**Exercise materials**

= = = = =

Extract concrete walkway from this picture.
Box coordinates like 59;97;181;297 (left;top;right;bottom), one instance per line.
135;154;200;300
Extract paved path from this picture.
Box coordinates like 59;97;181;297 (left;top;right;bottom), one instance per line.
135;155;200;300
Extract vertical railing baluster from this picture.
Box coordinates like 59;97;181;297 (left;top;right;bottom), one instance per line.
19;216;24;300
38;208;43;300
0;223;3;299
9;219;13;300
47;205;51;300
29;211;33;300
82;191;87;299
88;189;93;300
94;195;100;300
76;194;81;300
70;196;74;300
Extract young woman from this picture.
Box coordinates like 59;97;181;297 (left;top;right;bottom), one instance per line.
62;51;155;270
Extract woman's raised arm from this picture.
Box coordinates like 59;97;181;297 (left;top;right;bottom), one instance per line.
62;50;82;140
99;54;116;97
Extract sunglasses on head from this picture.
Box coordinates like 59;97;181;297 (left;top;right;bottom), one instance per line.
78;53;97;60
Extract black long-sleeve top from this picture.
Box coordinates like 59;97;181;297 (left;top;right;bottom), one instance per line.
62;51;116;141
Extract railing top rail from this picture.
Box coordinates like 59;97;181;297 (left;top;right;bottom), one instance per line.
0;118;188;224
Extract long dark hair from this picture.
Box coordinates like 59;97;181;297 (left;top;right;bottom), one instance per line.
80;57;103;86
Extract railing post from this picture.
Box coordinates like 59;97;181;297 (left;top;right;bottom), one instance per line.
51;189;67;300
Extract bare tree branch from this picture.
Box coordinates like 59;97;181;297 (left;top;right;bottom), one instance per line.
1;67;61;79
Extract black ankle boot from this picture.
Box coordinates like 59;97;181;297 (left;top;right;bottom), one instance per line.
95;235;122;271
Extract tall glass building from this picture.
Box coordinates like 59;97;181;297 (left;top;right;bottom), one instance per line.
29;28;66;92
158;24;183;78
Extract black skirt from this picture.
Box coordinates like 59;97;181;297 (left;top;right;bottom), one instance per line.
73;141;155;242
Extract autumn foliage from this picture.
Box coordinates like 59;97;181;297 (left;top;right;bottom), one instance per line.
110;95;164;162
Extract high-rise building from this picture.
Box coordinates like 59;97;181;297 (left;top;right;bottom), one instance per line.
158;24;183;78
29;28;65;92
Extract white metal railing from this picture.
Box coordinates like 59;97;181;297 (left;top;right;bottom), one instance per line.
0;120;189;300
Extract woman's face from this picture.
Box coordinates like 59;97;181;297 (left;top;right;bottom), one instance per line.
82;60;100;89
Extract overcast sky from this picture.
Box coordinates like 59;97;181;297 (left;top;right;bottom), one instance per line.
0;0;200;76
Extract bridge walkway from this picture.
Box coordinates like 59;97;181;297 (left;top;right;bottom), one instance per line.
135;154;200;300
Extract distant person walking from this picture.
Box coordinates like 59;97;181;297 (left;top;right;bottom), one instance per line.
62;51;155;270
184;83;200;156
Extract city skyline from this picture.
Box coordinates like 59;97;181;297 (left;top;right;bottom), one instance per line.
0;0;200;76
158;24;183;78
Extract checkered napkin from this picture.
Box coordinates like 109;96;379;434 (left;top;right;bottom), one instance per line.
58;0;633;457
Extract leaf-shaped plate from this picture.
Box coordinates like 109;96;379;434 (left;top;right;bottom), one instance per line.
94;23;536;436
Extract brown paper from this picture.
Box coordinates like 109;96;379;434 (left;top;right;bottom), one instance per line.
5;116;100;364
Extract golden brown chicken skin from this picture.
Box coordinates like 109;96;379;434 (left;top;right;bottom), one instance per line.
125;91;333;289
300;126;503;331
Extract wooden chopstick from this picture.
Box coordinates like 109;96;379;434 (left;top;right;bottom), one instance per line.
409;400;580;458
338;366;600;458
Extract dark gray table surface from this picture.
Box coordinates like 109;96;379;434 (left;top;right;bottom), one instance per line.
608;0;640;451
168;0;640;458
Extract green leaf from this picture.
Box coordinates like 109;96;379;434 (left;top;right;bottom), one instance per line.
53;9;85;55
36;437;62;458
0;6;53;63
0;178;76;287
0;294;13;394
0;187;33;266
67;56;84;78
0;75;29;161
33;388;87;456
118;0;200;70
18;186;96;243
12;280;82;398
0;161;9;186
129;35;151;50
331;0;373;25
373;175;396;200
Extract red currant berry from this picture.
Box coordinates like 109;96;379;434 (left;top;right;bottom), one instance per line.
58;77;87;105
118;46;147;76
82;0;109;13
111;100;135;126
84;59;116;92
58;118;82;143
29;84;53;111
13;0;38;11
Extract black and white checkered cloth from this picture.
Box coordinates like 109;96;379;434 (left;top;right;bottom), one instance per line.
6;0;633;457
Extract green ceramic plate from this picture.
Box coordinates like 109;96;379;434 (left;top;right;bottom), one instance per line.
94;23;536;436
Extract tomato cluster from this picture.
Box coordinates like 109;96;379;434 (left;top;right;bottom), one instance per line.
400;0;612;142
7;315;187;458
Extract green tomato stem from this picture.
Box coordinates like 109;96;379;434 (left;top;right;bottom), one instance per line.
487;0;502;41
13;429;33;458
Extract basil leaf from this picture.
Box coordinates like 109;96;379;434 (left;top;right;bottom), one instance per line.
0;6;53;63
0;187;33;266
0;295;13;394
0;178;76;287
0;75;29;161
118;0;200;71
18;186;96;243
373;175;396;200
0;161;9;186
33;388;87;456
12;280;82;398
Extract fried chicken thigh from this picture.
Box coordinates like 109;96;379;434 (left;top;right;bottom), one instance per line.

= = = = =

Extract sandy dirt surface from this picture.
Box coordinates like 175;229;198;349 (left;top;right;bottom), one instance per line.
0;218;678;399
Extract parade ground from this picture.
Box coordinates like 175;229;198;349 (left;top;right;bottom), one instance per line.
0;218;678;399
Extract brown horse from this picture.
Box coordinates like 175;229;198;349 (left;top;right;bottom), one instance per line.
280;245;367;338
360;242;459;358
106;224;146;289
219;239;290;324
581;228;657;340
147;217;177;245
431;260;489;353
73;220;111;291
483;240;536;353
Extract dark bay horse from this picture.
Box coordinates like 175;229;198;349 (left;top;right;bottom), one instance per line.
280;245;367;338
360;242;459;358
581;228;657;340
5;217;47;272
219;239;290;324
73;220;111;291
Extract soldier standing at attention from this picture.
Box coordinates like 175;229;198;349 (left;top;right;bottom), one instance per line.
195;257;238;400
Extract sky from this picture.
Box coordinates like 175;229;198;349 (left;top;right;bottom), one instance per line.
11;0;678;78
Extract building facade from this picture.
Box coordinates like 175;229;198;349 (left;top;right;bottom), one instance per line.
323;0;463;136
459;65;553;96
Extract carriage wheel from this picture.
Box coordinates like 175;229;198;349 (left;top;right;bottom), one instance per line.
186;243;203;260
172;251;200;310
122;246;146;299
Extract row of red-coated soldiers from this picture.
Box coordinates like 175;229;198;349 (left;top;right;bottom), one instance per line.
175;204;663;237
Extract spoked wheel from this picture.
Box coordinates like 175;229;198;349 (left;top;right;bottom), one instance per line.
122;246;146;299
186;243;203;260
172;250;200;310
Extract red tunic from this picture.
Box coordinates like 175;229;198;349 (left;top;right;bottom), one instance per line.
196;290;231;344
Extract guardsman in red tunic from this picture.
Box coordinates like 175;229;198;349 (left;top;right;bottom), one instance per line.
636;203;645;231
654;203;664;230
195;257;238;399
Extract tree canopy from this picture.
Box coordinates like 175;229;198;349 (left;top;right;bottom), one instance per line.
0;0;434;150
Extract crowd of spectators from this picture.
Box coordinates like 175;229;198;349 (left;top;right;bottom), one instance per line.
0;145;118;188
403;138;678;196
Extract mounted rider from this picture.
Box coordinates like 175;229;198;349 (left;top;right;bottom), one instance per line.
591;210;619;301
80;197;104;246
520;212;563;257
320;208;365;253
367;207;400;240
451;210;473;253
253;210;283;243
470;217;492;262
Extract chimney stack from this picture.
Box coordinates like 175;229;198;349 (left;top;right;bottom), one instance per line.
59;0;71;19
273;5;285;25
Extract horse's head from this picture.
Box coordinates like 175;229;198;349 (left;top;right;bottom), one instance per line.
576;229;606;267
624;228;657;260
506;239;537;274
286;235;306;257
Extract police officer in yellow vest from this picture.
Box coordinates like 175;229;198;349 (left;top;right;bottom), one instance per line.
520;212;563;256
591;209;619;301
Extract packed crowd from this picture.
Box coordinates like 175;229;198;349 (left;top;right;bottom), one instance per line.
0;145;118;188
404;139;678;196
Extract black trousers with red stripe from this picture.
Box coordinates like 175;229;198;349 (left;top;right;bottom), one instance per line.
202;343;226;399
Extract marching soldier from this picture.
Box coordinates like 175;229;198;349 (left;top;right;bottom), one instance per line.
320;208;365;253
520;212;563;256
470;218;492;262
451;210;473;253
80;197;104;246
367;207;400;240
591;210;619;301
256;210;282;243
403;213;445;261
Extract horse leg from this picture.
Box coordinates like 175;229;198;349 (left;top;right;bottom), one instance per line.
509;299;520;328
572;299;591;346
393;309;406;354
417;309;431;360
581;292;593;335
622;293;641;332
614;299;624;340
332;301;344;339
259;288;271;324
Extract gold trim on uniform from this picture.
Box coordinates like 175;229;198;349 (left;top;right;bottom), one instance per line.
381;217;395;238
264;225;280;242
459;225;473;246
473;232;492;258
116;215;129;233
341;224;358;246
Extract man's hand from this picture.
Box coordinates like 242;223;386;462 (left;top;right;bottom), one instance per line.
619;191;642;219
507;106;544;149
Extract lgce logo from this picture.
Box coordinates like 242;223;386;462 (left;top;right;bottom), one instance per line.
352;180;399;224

= = = = =

**Directions**
Copy the material from the line with "Extract wooden chopstick from this picture." to the line with "168;0;640;458", swapping "wooden" for "bamboo" and keeping everything else the same.

**Final answer**
Extract bamboo chopstick from this picture.
Box coordinates like 109;96;379;434 (left;top;right;bottom), one instance per line.
409;400;580;458
338;366;600;458
Extract dark gray table surface from this picture.
Box coordinates like 109;96;379;434 (left;top;right;bottom), one instance per line.
608;0;640;451
168;0;640;458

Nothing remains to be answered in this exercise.